The task
Starting with the line that contains "example [(107, 301)]", copy every remaining line of the data below exactly, the last one included.

#### Given data ####

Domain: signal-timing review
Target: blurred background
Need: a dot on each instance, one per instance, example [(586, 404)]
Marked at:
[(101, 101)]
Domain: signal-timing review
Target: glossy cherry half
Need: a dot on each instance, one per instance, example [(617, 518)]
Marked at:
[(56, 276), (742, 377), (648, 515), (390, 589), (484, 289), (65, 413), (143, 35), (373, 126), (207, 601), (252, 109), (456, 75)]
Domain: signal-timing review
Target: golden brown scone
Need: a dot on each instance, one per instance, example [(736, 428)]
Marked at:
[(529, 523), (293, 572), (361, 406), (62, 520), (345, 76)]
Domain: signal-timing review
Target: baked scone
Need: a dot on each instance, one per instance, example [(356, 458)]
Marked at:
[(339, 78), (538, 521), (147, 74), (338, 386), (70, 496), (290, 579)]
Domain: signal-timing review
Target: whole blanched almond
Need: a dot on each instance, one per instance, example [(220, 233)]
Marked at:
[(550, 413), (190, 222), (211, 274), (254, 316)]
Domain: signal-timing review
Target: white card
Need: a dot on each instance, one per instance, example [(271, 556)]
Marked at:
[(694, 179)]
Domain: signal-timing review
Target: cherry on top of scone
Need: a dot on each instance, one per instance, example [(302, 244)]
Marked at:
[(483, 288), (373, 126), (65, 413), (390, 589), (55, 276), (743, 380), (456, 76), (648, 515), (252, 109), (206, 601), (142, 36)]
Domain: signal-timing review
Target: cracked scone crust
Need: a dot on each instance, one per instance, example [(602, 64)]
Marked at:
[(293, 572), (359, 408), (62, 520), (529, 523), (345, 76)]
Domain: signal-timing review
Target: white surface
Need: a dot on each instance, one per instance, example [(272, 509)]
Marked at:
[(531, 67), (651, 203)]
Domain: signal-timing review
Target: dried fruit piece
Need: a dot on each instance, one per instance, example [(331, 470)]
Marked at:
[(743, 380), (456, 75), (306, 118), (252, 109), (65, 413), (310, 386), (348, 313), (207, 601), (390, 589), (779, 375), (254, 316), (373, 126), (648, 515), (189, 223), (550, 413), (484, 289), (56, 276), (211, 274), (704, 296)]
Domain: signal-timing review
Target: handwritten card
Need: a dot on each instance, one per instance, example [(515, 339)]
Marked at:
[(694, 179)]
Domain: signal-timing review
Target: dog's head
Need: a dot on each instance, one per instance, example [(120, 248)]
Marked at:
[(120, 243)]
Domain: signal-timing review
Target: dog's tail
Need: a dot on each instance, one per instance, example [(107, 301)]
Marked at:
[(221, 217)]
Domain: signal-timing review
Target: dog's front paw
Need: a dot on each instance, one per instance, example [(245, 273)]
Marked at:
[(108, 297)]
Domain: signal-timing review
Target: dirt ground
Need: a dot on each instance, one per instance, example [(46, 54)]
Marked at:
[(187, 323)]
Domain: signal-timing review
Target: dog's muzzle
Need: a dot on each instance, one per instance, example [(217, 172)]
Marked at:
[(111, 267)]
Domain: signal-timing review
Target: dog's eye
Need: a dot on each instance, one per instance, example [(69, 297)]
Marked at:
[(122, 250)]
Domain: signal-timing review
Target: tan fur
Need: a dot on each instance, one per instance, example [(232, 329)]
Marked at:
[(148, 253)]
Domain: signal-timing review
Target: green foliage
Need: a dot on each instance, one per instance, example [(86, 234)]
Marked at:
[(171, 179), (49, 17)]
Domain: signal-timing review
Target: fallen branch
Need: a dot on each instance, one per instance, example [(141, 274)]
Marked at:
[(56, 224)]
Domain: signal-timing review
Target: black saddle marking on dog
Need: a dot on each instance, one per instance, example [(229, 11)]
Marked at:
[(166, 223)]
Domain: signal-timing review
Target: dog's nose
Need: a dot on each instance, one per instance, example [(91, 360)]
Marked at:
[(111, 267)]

####

Task response
Need: a dot on each instance, one per instance, example [(107, 301)]
Marked at:
[(221, 217)]
Domain: signal-timing review
Target: dog's front paw
Need: a dot on each instance, one per instance, example [(245, 273)]
Marked at:
[(108, 297)]
Domain: signal-timing review
Target: dirt ground
Need: a dot on each instance, one per instance, example [(46, 54)]
Marked at:
[(187, 323)]
Domain: signal-timing review
Target: dog's muzzle
Need: a dot on each instance, one per instance, example [(217, 172)]
Marked at:
[(111, 267)]
Domain: signal-timing review
Target: dog's eye
Need: a dot on each instance, one per instance, example [(69, 297)]
Marked at:
[(122, 250)]
Domain: signal-timing review
Target: tan fur
Need: a dot on each instance, one per instance, example [(232, 329)]
Marked at:
[(148, 253)]
Domain: signal-timing review
Target: green foliage
Need: a dot on each instance, one per instance, example [(86, 234)]
Marked at:
[(171, 179), (49, 17)]
Domain: signal-timing review
Target: fallen branch
Need: a dot on each instance, one per instance, example [(141, 274)]
Marked at:
[(56, 224)]
Domain: signal-timing review
Target: black saddle marking on dog
Need: a dot on each instance, one per instance, example [(229, 11)]
Marked at:
[(166, 223)]
Domain: signal-timing review
Target: dog's nose
Need: a dot on each instance, one per instance, example [(91, 360)]
Marked at:
[(111, 267)]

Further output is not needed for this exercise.